Material:
**********
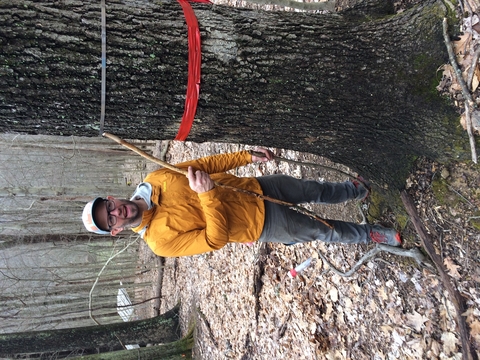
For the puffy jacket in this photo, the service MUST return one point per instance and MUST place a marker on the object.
(183, 222)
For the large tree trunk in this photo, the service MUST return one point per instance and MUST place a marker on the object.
(361, 93)
(161, 329)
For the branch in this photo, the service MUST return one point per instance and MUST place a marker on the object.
(457, 300)
(98, 277)
(466, 93)
(292, 206)
(413, 253)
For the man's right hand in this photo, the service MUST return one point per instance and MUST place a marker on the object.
(199, 181)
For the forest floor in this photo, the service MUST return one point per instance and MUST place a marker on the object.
(244, 306)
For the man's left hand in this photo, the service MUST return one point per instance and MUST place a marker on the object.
(199, 181)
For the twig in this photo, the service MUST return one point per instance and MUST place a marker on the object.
(463, 197)
(453, 62)
(457, 300)
(413, 253)
(468, 125)
(471, 71)
(98, 277)
(466, 93)
(185, 172)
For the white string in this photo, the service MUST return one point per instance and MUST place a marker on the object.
(104, 67)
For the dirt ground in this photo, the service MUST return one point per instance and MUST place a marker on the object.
(246, 307)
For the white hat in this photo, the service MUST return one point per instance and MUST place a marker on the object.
(88, 220)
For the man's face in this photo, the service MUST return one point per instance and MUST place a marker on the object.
(113, 214)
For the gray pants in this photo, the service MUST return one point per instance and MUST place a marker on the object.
(284, 225)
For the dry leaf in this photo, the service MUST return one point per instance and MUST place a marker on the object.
(452, 268)
(449, 342)
(382, 294)
(461, 45)
(416, 320)
(476, 78)
(333, 294)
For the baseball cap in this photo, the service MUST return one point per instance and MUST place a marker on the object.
(88, 220)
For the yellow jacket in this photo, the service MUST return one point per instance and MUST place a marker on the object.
(186, 223)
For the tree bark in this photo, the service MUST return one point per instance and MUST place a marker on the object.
(161, 329)
(361, 93)
(179, 349)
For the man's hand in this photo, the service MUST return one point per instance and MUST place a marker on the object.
(199, 181)
(268, 155)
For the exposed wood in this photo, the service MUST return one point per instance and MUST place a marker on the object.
(457, 300)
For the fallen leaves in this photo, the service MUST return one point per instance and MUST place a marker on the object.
(416, 320)
(452, 268)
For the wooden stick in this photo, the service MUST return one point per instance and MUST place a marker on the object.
(295, 207)
(469, 103)
(457, 300)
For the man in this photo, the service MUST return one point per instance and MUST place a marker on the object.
(181, 215)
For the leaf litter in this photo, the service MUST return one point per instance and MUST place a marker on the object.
(245, 306)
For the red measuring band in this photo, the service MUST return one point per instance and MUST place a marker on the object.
(194, 61)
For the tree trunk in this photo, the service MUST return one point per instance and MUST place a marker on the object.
(161, 329)
(359, 92)
(175, 350)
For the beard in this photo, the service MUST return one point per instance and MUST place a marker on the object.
(134, 217)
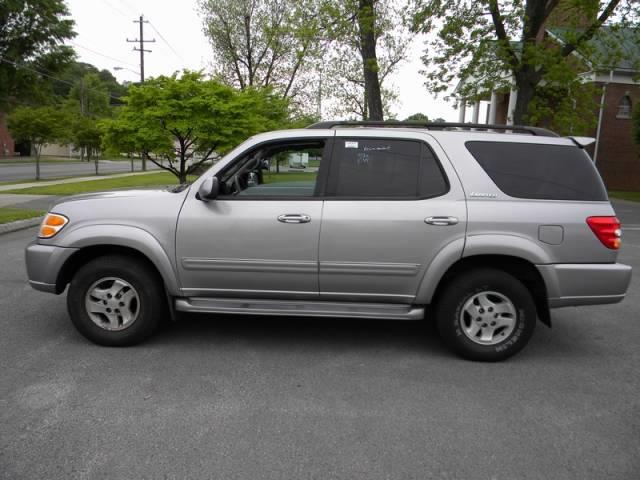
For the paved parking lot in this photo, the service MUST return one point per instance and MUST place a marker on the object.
(248, 398)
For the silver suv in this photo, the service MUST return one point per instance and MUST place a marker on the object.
(482, 227)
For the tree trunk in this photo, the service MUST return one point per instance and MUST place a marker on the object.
(366, 25)
(526, 82)
(38, 149)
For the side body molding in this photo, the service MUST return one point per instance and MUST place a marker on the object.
(446, 257)
(131, 237)
(475, 245)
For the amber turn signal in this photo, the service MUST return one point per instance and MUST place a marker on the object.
(52, 224)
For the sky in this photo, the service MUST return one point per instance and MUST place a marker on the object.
(103, 26)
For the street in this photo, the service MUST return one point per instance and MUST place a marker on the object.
(10, 172)
(250, 398)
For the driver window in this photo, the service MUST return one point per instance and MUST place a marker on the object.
(275, 170)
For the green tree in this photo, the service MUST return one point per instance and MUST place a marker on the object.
(188, 120)
(262, 43)
(86, 135)
(32, 36)
(636, 124)
(367, 41)
(39, 126)
(75, 71)
(89, 97)
(494, 44)
(417, 117)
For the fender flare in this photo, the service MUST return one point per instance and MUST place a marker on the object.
(129, 237)
(477, 245)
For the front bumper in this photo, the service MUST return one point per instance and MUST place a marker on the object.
(44, 263)
(585, 284)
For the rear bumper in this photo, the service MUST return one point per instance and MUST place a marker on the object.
(44, 263)
(585, 284)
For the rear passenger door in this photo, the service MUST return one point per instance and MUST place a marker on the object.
(391, 205)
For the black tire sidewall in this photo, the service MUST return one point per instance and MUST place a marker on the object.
(464, 287)
(141, 279)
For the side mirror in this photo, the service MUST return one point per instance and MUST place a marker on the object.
(209, 189)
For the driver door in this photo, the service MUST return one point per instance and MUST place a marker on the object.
(259, 238)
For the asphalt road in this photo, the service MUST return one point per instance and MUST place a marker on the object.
(267, 398)
(27, 171)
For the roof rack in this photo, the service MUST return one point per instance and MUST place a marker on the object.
(541, 132)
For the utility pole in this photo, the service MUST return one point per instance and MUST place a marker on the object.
(141, 49)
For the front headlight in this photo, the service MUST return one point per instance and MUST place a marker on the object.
(52, 224)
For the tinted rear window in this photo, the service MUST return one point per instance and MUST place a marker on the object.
(529, 170)
(369, 167)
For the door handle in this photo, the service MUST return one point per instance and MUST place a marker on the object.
(441, 221)
(294, 218)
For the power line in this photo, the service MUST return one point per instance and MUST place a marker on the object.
(141, 41)
(128, 7)
(103, 55)
(17, 65)
(114, 8)
(165, 41)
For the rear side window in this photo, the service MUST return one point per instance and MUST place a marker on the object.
(529, 170)
(366, 167)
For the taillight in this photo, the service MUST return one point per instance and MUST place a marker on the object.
(607, 229)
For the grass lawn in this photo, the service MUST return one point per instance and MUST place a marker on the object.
(134, 181)
(54, 159)
(631, 196)
(12, 214)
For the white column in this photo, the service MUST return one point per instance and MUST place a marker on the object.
(513, 97)
(462, 107)
(476, 112)
(493, 108)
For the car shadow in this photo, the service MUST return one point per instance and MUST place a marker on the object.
(302, 332)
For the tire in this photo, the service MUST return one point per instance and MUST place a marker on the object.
(116, 300)
(486, 315)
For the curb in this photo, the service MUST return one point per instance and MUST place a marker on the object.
(19, 225)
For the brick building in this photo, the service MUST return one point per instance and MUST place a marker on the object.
(616, 155)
**********
Take the lines from the one containing "For the taillight" to the last line of the material above and write them out exactly.

Task output:
For the taillight in this photo, the service MUST return one point per instance and MUST place a marker on the object.
(607, 229)
For the grass lawn in this photo, the service MUST return one point per instance and MUST place a marker on the object.
(134, 181)
(54, 159)
(631, 196)
(12, 214)
For the white column in this photo, the service MUST return one point per instance and MUST place a marker on the object.
(513, 97)
(462, 107)
(476, 112)
(493, 108)
For the car shadow in this photo, the service MUST return one point per instance and MUST place a marker on the object.
(302, 332)
For the tire in this photo, the service MUST return one point per instance and MUST place a marker on the object.
(116, 300)
(486, 315)
For the curb in this photo, the service MUST return one point per instance and MUST place a marker on the object.
(19, 225)
For the brick building in this photo, the service MUST return one point per instance and MUST place a marker on the object.
(616, 155)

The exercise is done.